── Extrait de page ──
Immigration : les associations bientôt écartées des centres de rétention ?
Lundi 12 mai, les sénateurs ont adopté une proposition de loi visant à confier à l’Office français de l’immigration et de l’intégration « le rôle d’information sur l’accès au droit de l’étranger » et ainsi à écarter les associations des centres de rétention administrative. Mais avec quelles conséquences ?

Par Vincent Tchen, Professeur de droit public à l’Université de Rouen
La présence d’intervenants privés dans la mise en œuvre du droit des étrangers est-elle ancienne ?
En réservant le cas des auxiliaires de justice (avocat, interprète, administrateur ad hoc), cette présence est plutôt récente sous la forme qu’on lui connaît actuellement. Elle émerge à la fin du XIXe siècle avec la création de structures patronales sous la forme de sociétés anonymes destinées à recruter des travailleurs étrangers. Cette intervention prend fin en 1945. Entre 1918 et 1945, des personnes privées assistent les réfugiés et déplacées de guerre. Après 1901, naissent également les premières associations d’assistance aux étrangers qui prolongent les réseaux d’entraides communautaires. L’obligation de vigilance mise à la charge des transporteurs internationaux à l’embarquement dans un pays tiers à l’Union européenne (moyennant de très lourdes sanctions financières) constitue un élément plus contemporain de cette imbrication.
───
── Extraits du listing ──
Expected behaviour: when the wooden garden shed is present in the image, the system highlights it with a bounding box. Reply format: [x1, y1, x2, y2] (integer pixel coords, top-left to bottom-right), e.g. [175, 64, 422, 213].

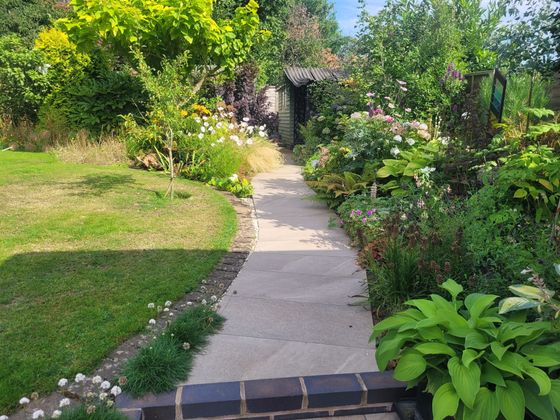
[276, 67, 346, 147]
───
── Extraits du listing ──
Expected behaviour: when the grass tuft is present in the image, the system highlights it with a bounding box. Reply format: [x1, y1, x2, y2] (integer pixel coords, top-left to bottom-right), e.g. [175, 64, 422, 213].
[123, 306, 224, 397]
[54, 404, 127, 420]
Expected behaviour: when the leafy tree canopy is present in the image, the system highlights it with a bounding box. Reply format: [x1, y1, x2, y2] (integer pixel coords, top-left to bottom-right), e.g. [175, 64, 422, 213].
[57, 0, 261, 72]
───
Objet de la consigne —
Rédigez la suite du texte sur l'éviction des associations des centres de rétention, à partir de sa dernière phrase.

Réponse à la consigne —
La volonté de faire des associations des acteurs à part entière du droit des étrangers pour assurer contre rémunération des missions d’assistance juridique et humanitaires dans les zones d’attente, les centres de rétention et les structures d’accueil des candidats à l’asile est encore plus récente.
Ces actions se rejoignent sur un point : elles n’entraînent aucune dévolution d’une compétence normative, de sorte qu’on ne saurait parler de privatisation du droit des étrangers. Ainsi, les pouvoirs publics ne contreviennent pas à l’interdiction historique qui leur est faite de déléguer des compétences de police administrative à une personne privée en application d’un « principe inhérent à l’identité constitutionnelle de la France » que posera le Conseil constitutionnel dans sa décision n° 2021-940 QPC du 15 octobre 2021, modernisant à l’occasion un raisonnement posé par le Conseil d’État en 1932.
Quelles formes prennent actuellement l’action des acteurs privés ?
Pour ne rien dire des associations qui apportent une assistance aux personnes en haute mer sans contrôle des pouvoirs publics, leurs missions diffèrent radicalement selon qu’ils interviennent comme des relais contraints de l’action de l’État (transporteurs internationaux) ou qu’ils assurent des missions que l’État n’a pas souhaité assumer directement, par tactique, pour faire accepter une action policière sous couvert d’une assistance humanitaire apportée par des acteurs extérieurs et indépendants. Ces associations (11 en zone d’attente, 9 en zone de rétention) garantissent une information juridique et assistent les étrangers grâce à des permanences assurées par des représentants habilitées par l’administration.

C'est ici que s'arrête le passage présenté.